▶ [TASK BRIEF] Reproduce the interview passage that begins with the words "Anna Blijdenstein: Before" and ends after "question ‘Is religion special’?", substituting "research project" for "ERC project".

▶ [PASSAGE]
At a recent event in Amsterdam, Anna Blijdenstein sat down to discuss some of these themes with Cécile Laborde.

Anna Blijdenstein: Before starting the ERC project on religion and secularism you had already written about the topic of religion, for example in Critical Republicanism. The Hijab Controversy and Political Philosophy (2008). What led you to pose the question ‘Is religion special’?

Cécile Laborde: I worked on religion before, and not only on the hijab controversy. I have also written about Islam in Senegal, religious exemptions, state laïcité, and immigrant integration. And I was just quite struck by the fact that the only concept people always took for granted was the concept of ‘religion’. It was always used as if it was quite clear what it was, a ‘thing’ that had to be dealt with or managed. This was particularly the case in the work of political philosophers. They – or maybe I should say we – employed an un-reflected-upon concept of religion that was also very limited. When pushed, we thought of religion as what John Rawls called ‘a conception of the good’. So we always worked with an analogy. Every time we said ‘conception of the good’, what we really had in mind was a religion, and every time we said ‘religion’ we had in mind something like a private conception of the good.

▶ [PROVIDED DATA]
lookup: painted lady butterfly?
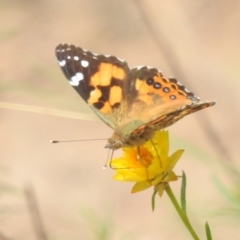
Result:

▶ [ANSWER FOR THE TASK]
Anna Blijdenstein: Before starting the research project on religion and secularism you had already written about the topic of religion, for example in Critical Republicanism. The Hijab Controversy and Political Philosophy (2008). What led you to pose the question ‘Is religion special’?